** Opening EXERCISE DATA block **
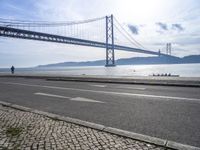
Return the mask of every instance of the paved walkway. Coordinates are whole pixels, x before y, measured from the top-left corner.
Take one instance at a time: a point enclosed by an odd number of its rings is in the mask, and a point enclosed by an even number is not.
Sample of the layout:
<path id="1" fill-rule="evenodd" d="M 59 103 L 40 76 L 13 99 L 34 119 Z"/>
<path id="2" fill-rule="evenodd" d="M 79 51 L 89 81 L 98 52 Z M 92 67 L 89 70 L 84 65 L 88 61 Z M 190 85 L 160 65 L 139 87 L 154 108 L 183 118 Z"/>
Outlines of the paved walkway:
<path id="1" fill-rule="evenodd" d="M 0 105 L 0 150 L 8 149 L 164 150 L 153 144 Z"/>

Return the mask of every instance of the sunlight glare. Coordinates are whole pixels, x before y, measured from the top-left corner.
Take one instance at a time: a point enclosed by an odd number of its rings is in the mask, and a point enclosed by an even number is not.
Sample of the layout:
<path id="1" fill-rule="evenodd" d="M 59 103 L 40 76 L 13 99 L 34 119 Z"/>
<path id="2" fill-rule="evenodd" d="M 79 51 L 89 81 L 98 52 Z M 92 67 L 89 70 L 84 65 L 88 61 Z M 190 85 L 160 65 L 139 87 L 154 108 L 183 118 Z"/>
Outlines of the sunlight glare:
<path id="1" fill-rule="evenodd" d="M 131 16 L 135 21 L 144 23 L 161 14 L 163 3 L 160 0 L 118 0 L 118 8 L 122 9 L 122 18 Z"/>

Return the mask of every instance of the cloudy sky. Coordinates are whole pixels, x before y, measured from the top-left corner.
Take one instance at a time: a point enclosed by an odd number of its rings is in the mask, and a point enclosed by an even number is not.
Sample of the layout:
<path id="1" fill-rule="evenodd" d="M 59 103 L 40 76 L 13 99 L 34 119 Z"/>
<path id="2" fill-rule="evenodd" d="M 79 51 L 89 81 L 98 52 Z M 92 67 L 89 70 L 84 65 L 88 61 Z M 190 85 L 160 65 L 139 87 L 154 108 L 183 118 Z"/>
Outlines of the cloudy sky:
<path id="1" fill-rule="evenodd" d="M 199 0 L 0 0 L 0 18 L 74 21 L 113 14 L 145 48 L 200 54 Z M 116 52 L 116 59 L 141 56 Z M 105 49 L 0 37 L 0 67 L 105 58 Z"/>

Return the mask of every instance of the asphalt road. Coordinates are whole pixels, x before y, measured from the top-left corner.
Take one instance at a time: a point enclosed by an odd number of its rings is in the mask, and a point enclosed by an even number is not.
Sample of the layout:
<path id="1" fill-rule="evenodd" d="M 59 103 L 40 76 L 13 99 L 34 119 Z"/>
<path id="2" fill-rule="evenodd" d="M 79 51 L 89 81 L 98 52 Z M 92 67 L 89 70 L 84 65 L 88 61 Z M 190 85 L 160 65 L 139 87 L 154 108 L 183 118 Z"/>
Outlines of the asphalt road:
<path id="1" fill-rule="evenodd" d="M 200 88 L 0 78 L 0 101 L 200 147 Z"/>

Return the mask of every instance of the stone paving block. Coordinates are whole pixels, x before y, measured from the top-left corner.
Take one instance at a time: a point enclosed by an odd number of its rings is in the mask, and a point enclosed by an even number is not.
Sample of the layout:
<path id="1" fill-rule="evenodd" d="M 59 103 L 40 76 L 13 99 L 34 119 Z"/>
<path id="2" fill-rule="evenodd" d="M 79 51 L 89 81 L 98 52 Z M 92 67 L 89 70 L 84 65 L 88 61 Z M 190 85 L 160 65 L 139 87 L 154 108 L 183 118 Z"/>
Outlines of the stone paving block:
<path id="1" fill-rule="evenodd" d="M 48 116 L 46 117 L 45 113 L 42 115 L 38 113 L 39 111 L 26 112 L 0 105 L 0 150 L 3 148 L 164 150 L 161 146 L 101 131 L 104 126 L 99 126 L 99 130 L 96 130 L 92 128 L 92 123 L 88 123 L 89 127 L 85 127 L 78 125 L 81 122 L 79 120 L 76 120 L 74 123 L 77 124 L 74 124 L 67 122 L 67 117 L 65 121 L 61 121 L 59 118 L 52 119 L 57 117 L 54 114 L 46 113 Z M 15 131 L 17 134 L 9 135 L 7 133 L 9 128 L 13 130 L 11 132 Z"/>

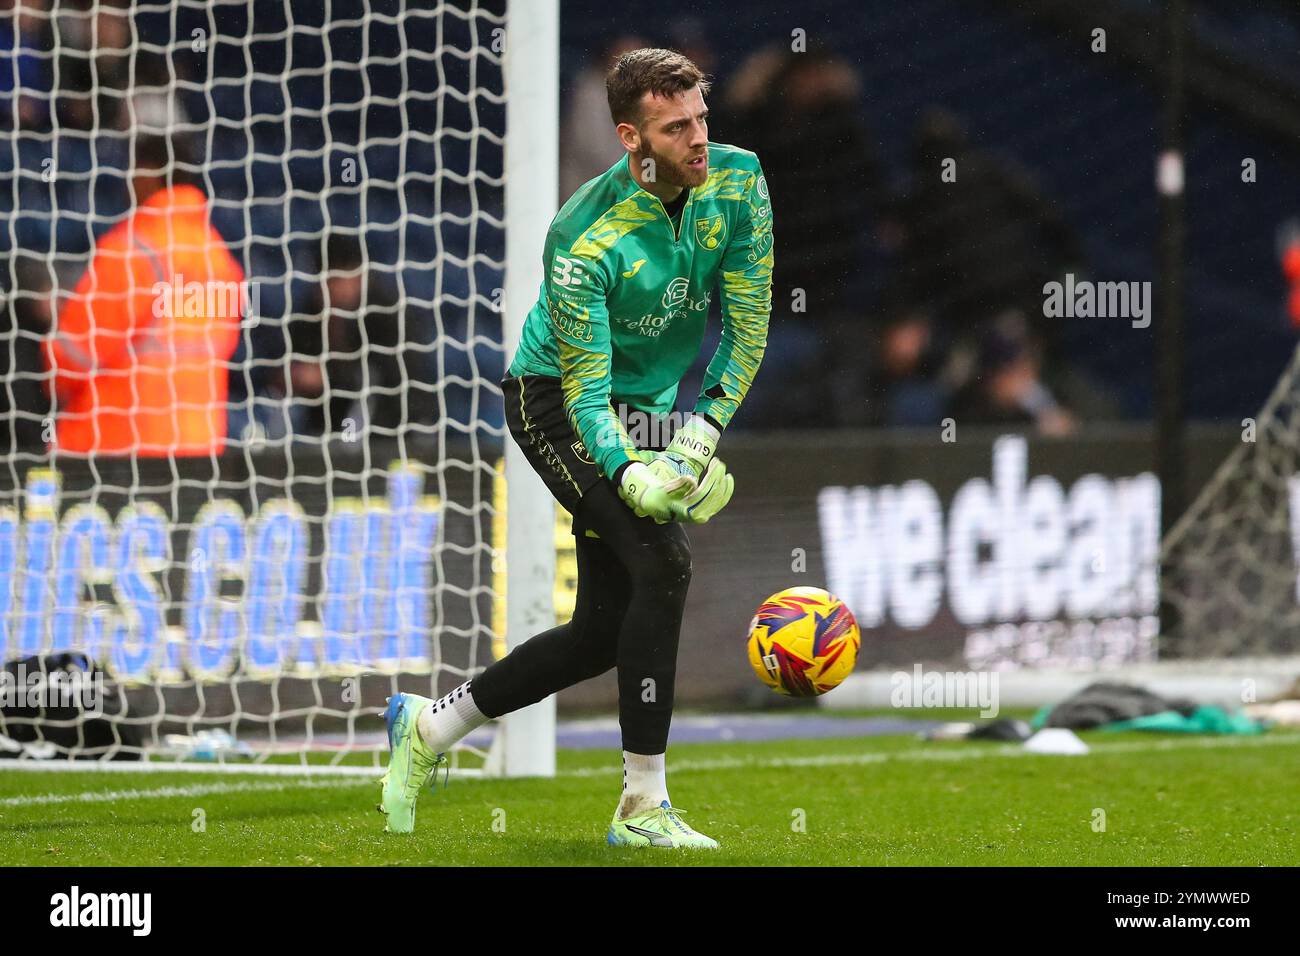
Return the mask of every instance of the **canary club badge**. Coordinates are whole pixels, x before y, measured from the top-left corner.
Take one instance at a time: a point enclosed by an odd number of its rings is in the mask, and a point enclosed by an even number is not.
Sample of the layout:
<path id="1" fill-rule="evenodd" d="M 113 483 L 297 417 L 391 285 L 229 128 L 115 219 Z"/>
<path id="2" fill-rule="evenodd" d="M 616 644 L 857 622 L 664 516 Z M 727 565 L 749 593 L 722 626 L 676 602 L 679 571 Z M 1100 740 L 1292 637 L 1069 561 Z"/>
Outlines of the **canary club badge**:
** Closing EXERCISE DATA block **
Would you copy out each line of the records above where the word "Return" occurs?

Return the mask of every instance of the paved walkway. Coordinates are whole pixels, x before y, measured from the top-left corner.
Return the mask of every instance of the sunlight glare. Coordinates are whole pixels, x before y, measured from the top-left corner.
Return the mask of every instance of the cloudy sky. Coordinates are whole pixels, x before y, measured from the top-left corner.
Return the mask of every instance of the asphalt road. Coordinates are whole pixels, x before y, measured from the top-left corner.
Return the mask of every instance of the stone paving block. Coordinates are whole pixels, x before y, measured from the top-left corner.
Return the mask of every instance of the **canary club badge**. Coordinates are whole pixels, x before y, measured from the top-left corner.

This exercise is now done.